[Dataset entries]
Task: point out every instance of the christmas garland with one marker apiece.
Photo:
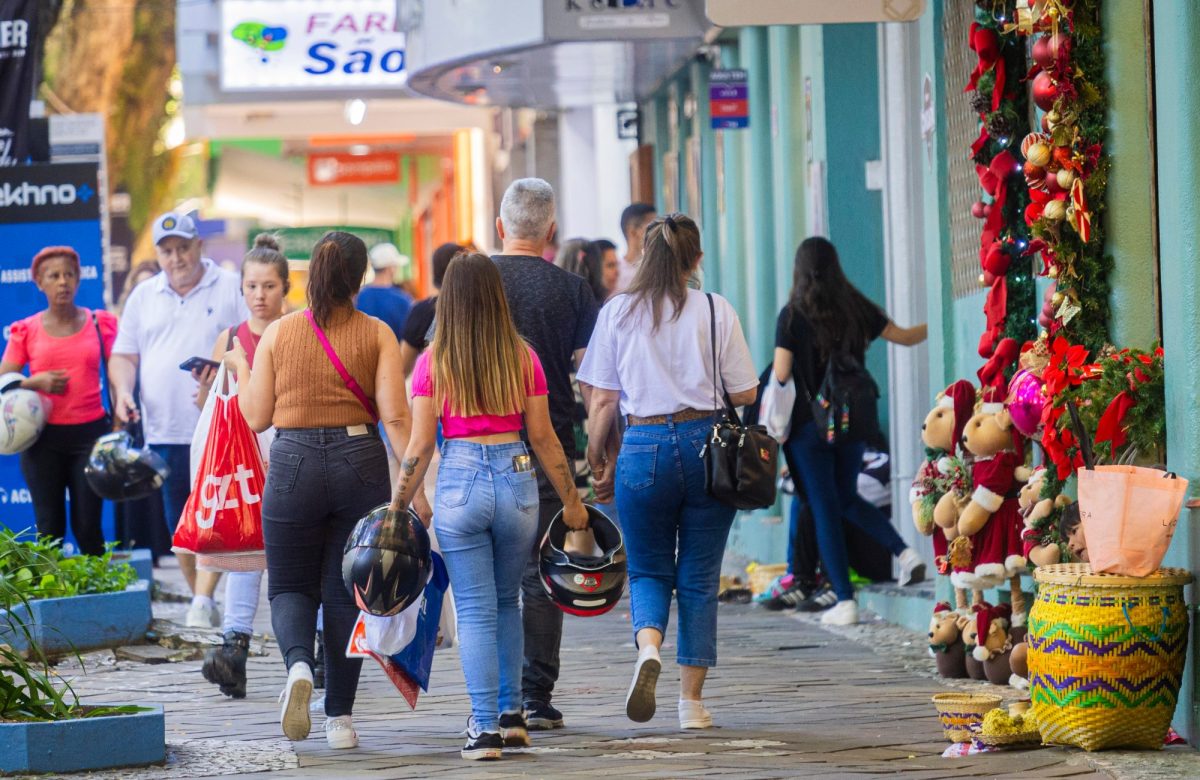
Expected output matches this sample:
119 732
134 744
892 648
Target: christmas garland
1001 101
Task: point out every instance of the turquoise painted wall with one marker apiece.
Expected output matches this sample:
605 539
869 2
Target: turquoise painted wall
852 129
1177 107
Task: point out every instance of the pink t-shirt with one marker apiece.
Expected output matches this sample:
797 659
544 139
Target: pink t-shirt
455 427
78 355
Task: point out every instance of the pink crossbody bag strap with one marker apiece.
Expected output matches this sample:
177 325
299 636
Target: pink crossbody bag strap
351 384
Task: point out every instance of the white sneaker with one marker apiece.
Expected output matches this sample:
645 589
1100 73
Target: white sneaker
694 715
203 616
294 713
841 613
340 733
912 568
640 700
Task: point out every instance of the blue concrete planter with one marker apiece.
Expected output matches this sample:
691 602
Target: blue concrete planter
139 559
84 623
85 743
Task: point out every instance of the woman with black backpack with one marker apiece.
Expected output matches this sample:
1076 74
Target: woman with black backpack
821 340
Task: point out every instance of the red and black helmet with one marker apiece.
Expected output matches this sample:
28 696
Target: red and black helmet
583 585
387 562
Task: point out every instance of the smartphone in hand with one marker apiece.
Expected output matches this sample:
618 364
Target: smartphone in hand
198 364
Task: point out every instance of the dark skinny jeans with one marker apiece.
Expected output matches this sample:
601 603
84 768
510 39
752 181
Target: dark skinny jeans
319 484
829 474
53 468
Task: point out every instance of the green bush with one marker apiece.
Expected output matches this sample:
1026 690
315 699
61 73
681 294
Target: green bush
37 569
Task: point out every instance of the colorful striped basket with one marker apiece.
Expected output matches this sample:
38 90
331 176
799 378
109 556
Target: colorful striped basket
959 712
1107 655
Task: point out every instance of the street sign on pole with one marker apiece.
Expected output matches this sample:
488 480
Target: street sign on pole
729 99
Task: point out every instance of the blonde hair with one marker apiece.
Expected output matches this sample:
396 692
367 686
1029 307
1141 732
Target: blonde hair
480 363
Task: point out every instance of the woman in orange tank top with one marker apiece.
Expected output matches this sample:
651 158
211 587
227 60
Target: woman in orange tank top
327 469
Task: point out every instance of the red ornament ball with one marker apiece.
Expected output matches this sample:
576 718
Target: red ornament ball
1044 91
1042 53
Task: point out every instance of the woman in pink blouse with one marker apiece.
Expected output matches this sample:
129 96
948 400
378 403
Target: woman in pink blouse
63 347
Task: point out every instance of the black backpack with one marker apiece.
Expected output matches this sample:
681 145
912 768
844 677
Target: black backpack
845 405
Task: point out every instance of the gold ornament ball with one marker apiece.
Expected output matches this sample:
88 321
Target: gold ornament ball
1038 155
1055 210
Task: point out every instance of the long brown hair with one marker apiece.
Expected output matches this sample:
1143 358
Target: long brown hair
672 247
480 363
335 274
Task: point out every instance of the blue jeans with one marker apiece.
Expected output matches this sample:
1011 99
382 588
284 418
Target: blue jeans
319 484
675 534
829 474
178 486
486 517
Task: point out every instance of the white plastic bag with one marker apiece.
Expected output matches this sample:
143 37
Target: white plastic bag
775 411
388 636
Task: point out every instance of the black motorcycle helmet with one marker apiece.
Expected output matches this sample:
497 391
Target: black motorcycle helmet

About this task
If a line in the records above includes the string "motorcycle", copy it.

Solution for this task
Task: point out every instance of the black motorcycle helmet with one marker apiece.
Target: black motorcycle helmet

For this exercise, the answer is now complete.